TASK GOAL:
Reproduce the listing word for word, leaving every picture behind.

*** RECORDS SHOWN

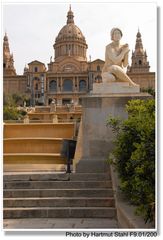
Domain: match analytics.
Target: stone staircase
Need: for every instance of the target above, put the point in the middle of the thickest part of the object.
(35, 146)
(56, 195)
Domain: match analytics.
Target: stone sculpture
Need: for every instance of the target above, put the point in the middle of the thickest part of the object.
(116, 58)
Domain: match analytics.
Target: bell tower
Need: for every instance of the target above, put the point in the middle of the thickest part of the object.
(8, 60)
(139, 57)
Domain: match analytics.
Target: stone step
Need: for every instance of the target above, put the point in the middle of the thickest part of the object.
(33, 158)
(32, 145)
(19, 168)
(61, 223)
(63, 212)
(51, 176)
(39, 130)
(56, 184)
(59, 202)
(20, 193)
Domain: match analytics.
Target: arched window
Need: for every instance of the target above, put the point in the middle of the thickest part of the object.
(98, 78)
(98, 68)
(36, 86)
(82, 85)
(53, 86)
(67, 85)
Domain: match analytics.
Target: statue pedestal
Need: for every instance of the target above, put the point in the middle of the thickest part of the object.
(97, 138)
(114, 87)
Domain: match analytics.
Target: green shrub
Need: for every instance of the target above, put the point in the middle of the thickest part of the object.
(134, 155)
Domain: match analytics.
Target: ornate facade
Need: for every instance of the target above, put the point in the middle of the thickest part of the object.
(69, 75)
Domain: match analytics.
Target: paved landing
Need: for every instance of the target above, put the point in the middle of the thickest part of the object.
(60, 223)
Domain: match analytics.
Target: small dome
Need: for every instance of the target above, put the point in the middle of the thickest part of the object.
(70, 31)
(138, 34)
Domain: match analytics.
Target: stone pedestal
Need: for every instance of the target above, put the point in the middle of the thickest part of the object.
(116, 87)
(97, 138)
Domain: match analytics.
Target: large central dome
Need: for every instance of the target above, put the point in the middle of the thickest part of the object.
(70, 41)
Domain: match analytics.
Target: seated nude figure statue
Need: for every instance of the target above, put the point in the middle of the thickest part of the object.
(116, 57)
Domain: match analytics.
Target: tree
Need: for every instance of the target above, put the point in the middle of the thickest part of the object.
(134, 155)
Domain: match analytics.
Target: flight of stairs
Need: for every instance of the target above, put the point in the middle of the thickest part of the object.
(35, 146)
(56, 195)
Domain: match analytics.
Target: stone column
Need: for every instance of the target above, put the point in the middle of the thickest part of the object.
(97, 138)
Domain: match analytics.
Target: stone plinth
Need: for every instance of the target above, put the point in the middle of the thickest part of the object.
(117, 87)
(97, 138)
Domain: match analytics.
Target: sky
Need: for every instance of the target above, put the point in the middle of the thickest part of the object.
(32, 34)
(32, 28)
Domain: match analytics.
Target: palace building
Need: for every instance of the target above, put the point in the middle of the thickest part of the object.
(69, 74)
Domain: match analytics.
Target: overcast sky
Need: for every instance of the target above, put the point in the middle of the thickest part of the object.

******

RESPONSE TO THIS TASK:
Domain: match analytics.
Target: stone staircase
Need: for every instance of the target above, put the point in the middle of the thickest part of the object.
(35, 146)
(56, 195)
Domain: match analytics.
Target: stone sculpture
Need: for every instance of the target above, put the point in the middle of the thickest part of the object.
(116, 58)
Domain: match analytics.
Target: bell tower
Need: for every instance of the target above, put the point in the middle of the thickest part of the object.
(8, 60)
(139, 57)
Domain: match analytics.
Target: stone step
Need: for every instance of the target above, put the point in the middle of the thickest part of the object.
(33, 158)
(32, 145)
(19, 168)
(61, 223)
(63, 212)
(51, 176)
(39, 130)
(56, 184)
(59, 202)
(20, 193)
Domain: match analytics.
Target: arched window
Need: for every instance of the target above, put the point in the middle of the thickest part of the object.
(98, 78)
(98, 68)
(36, 86)
(82, 85)
(53, 86)
(67, 85)
Domain: match analytics.
Target: statue pedestal
Need: for every instance of the target above, put the point in the middle of the thickest part of the object.
(97, 138)
(114, 87)
Domain: match analytics.
Target: green shrub
Need: for every instance of the target above, put the point in the middle of the thickest part of the object.
(134, 155)
Domain: match analytics.
Target: ornate facade
Need: for every instance of the target above, put the point in the middle of the thickest part of the object.
(69, 75)
Domain: match analytics.
Target: paved landing
Need: for every instance of the target above, put the point in the middle of the thickest part of the object.
(60, 223)
Domain: match analytics.
Target: small dome
Need: for every instance of the target above, put the point in the middle of the thickest part of the object.
(70, 31)
(138, 34)
Domain: match analytics.
Target: stone pedestal
Need: for every instance of the target above, put the point in the middle of the thickest part of the object.
(116, 87)
(97, 138)
Domain: match analytics.
Target: large central dome
Need: for every instance of the target above, put the point in the middle of the thickest part of the object.
(70, 41)
Domain: match analytics.
Target: seated nude figure statue
Need: for every instance of the target above, put the point in the middle of the thickest part of the object.
(116, 57)
Domain: match analytics.
Target: tree
Need: for every instance of the target above, put the point in the middle of the thickest part of the object.
(134, 155)
Domain: match analytics.
Target: flight of stairs
Need: for every instance of the target above, put the point in the middle of the thickest part of the object.
(35, 146)
(56, 195)
Domain: match analytics.
Target: stone column
Need: for every instance of the target above, put the point in the middle of the thickest part of the object.
(97, 138)
Domain: match analytics.
Target: stone plinth
Need: for every instance of the target above, put the point in the middle of the thickest part of the object.
(117, 87)
(97, 138)
Domain: match analytics.
Target: sky
Need: for every instance of the target above, put the point in the middle of the thickest part of the object.
(32, 34)
(32, 28)
Domain: match analytics.
Target: palace building
Need: for every instance of the target above, put the point in the middle of the thickest part of the object.
(69, 74)
Domain: match analytics.
Target: overcast sky
Need: for every instance of the target above, put the point in the middle of the thickest part of the object.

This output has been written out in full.